Rewrite the listing below, putting "would be appreciated" wherever "would be valued" occurs and changing nothing else.
* begin Records shown *
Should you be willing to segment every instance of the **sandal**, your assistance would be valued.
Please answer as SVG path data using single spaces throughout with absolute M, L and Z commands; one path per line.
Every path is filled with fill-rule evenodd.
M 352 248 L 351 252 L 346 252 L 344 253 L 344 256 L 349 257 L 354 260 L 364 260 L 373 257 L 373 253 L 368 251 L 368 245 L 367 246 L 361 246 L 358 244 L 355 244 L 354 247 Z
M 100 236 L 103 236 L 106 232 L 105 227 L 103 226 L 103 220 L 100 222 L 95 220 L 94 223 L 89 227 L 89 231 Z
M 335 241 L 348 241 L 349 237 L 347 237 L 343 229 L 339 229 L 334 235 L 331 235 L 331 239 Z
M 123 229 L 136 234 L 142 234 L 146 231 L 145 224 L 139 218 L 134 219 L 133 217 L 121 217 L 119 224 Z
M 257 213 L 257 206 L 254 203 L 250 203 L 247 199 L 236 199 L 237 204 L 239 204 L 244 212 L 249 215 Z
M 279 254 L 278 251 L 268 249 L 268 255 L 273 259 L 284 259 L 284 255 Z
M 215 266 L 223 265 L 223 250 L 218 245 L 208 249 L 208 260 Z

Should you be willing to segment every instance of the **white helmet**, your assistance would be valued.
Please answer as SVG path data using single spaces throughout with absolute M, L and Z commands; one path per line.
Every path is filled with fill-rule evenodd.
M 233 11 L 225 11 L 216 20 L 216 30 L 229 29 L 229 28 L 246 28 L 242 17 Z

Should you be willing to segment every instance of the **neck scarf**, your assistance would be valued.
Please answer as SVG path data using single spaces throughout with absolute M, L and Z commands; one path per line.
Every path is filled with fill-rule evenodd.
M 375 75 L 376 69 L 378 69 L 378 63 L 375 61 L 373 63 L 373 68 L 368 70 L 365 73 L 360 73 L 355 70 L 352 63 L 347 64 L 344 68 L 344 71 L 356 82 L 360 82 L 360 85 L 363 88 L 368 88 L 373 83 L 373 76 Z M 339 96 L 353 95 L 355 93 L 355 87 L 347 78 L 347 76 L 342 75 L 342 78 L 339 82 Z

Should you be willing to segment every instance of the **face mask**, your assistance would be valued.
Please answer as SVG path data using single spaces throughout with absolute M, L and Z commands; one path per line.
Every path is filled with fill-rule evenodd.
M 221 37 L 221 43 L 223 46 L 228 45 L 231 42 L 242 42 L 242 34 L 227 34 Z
* end Records shown *
[Final result]
Should you be willing to segment every instance of the **sandal**, your assistance would be appreciated.
Please answer as SVG path data using single spaces throughout with absolute M, L and Z commands; one path per line.
Every path is filled with fill-rule evenodd.
M 352 248 L 351 252 L 346 252 L 344 253 L 344 256 L 349 257 L 354 260 L 364 260 L 373 257 L 373 253 L 368 251 L 368 245 L 367 246 L 361 246 L 358 244 L 355 244 L 354 247 Z
M 100 236 L 103 236 L 106 232 L 105 227 L 103 226 L 103 220 L 100 222 L 95 220 L 94 223 L 89 227 L 89 231 Z
M 335 241 L 348 241 L 349 237 L 347 237 L 343 229 L 339 229 L 334 235 L 331 235 L 331 239 Z
M 123 229 L 136 234 L 142 234 L 146 231 L 145 224 L 139 218 L 134 219 L 133 217 L 121 217 L 119 224 Z
M 257 213 L 257 206 L 254 203 L 250 203 L 247 199 L 236 199 L 237 204 L 239 204 L 244 212 L 249 215 Z
M 279 254 L 278 251 L 268 249 L 268 255 L 273 259 L 284 259 L 284 255 Z
M 215 266 L 223 265 L 223 250 L 218 245 L 208 249 L 208 260 Z

Should you be willing to segment every instance of the **white helmet**, your assistance would be appreciated.
Please answer as SVG path data using single spaces throughout with absolute M, L and Z commands; one path per line.
Every path is filled with fill-rule evenodd.
M 233 11 L 225 11 L 216 20 L 216 30 L 229 29 L 229 28 L 246 28 L 242 17 Z

Should you be willing to segment every instance of the **neck scarf**, your assistance would be appreciated.
Please answer as SVG path data using single spaces throughout with absolute M, L and Z commands; one path per line.
Every path is filled with fill-rule evenodd.
M 375 75 L 376 69 L 378 69 L 378 63 L 375 61 L 373 63 L 373 68 L 368 70 L 365 73 L 360 73 L 355 70 L 352 63 L 347 64 L 344 68 L 344 71 L 356 82 L 360 82 L 360 85 L 363 88 L 368 88 L 373 83 L 373 76 Z M 339 96 L 353 95 L 355 93 L 355 87 L 347 78 L 347 76 L 342 75 L 342 78 L 339 82 Z

Should you be willing to segment every instance of the **face mask**, your assistance would be appreciated.
Please answer as SVG path data using single spaces throughout with absolute M, L and Z commands; one path per line.
Every path is filled with fill-rule evenodd.
M 221 37 L 221 43 L 223 46 L 228 45 L 231 42 L 242 42 L 242 34 L 227 34 Z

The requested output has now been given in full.